▶ _Materials provided_:
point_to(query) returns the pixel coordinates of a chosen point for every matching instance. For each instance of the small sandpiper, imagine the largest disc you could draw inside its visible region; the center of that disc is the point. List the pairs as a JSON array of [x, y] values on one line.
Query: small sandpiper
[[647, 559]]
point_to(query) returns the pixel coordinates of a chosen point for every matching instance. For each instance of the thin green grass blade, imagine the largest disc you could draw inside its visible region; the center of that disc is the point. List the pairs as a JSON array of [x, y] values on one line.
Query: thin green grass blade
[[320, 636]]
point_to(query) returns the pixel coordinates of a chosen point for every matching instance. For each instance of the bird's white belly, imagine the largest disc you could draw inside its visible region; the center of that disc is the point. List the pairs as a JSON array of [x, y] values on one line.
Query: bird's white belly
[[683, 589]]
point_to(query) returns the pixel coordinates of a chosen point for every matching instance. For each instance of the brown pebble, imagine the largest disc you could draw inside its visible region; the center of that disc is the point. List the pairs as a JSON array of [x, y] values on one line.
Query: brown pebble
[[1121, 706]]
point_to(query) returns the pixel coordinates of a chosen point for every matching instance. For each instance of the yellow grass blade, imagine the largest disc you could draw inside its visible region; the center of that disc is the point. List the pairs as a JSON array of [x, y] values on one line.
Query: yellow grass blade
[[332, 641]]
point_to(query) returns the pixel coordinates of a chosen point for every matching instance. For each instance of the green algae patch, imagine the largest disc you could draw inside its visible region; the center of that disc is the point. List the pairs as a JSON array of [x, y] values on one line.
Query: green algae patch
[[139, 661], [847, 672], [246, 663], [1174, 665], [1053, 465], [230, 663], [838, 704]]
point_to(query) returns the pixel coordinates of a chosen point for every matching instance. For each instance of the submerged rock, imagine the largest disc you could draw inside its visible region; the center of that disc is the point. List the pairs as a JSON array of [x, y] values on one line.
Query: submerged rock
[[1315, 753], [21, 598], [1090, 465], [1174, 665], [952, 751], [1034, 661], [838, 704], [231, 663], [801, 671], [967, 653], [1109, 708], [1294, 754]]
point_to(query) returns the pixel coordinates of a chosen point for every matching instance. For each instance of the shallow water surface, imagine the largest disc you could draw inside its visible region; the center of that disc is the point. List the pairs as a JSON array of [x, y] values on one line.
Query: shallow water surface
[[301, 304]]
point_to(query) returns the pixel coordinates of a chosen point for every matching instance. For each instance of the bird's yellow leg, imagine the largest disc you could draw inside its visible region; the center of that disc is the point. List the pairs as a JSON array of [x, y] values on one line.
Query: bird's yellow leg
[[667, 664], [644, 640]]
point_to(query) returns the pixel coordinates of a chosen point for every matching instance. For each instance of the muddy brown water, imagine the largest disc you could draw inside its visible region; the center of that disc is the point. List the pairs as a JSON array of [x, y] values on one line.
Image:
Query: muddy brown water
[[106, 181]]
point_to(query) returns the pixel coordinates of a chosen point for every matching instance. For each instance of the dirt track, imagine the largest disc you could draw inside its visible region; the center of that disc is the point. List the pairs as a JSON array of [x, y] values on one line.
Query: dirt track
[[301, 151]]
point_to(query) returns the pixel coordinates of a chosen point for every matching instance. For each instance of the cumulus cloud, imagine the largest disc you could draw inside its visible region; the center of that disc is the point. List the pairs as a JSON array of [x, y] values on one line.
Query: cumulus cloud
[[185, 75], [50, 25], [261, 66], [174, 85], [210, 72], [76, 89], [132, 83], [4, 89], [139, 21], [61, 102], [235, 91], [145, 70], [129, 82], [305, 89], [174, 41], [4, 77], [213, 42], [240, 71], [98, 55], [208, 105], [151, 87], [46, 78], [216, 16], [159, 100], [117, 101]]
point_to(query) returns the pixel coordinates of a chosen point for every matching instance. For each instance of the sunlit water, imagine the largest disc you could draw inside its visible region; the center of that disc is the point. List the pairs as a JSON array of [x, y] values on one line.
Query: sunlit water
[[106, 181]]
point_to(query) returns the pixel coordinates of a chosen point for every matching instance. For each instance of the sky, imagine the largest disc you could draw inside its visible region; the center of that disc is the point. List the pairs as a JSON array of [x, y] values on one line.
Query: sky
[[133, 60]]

▶ _Given task_: Render everything in the listing above, from the line containing "the bird's yellow" down to the line containing "[[301, 151]]", as a Markdown table with columns Row and Line. Number the rows in order and omit blank lines.

▶ _Answer to the exercise_:
| Row | Line |
|---|---|
| 1 | point_to(query) returns the pixel coordinates of a chosen point for every matching instance. For each instance of the bird's yellow leg, imagine the largest disc you could draw inside its visible region; the center of that disc is the point. List the pairs as a JSON array of [x, y] values on one line. |
| 2 | Query: bird's yellow leg |
| 3 | [[667, 664], [644, 640]] |
| 4 | point_to(query) returns the pixel coordinates of a chosen point for every matching instance. For each instance of the muddy brown water, imagine the largest disc you could draw inside its visible region; the center of that disc is the point. List the pairs as a JSON array of [x, y] values on one line. |
| 5 | Image: |
| 6 | Query: muddy brown water |
| 7 | [[106, 181]] |
| 8 | point_to(query) returns the pixel coordinates of a chosen point for every matching instance. For each instance of the dirt track, imagine the largest disc you could draw inside its visible region; the center of that disc is the point. List the pairs as a JSON array of [x, y] values on one line. |
| 9 | Query: dirt track |
| 10 | [[301, 151]] |